▶ TASK REQUIREMENTS
Starting at the line that contains "concrete road, I would be grateful." and ending at the line that contains "M130 61L129 65L132", copy out the records below with "outline" replaced by "trace" and everything else left as it is. Give only those lines.

▶ EXCERPTED RECORDS
::::::::
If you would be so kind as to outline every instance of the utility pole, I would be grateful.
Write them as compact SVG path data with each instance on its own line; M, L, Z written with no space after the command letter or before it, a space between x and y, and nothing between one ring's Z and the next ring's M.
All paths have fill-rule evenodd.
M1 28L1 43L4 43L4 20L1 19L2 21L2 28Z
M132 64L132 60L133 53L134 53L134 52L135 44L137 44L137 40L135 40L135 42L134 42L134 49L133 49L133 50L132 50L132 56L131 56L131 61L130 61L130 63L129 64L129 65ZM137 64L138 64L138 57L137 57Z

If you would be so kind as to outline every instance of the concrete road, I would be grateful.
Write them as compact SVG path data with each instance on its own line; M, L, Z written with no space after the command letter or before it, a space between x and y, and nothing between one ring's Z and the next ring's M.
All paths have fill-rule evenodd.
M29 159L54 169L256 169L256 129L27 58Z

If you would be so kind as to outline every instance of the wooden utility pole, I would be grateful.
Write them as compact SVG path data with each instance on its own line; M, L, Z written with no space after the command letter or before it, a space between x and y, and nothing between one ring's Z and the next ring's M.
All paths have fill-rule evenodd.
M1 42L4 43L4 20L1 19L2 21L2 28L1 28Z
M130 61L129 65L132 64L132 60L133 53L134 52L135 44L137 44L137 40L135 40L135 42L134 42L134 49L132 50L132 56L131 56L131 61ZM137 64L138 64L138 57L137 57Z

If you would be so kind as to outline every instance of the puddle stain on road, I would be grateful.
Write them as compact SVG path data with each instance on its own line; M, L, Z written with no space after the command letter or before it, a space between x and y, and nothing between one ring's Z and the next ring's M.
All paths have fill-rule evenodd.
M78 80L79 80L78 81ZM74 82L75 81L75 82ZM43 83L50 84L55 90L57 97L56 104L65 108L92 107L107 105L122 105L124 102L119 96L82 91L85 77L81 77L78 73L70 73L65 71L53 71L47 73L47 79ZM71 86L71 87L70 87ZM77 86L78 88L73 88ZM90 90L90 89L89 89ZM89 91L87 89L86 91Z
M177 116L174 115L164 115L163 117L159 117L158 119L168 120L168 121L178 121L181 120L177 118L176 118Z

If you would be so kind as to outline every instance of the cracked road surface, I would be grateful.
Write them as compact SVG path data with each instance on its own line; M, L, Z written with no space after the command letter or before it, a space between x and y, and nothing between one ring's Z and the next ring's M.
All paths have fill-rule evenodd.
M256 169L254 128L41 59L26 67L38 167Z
::::::::
▶ ANSWER TO THIS PROBLEM
If you would be so kind as to trace every instance of the concrete road, I would be grateful.
Write them as compact SVG path data with each instance on its own line; M, L, Z written with no space after the command letter or before it, a space between x and y, and nothing between one ring's Z and the next ring's M.
All paths have fill-rule evenodd.
M29 159L54 169L256 169L256 129L27 58Z

If you would be so kind as to trace every instance of the wooden utility pole, I would be grateful.
Write them as compact SVG path data with each instance on its own line; M, L, Z written with no space after the command letter or before it, a space between x and y, and nothing between one ring's Z and the next ring's M.
All paths have fill-rule evenodd.
M1 42L4 43L4 20L1 19L2 21L2 28L1 28Z
M130 61L129 65L132 64L132 60L133 53L134 52L135 44L137 44L137 40L135 40L135 42L134 42L134 49L132 50L132 56L131 56L131 61ZM137 64L138 64L138 57L137 57Z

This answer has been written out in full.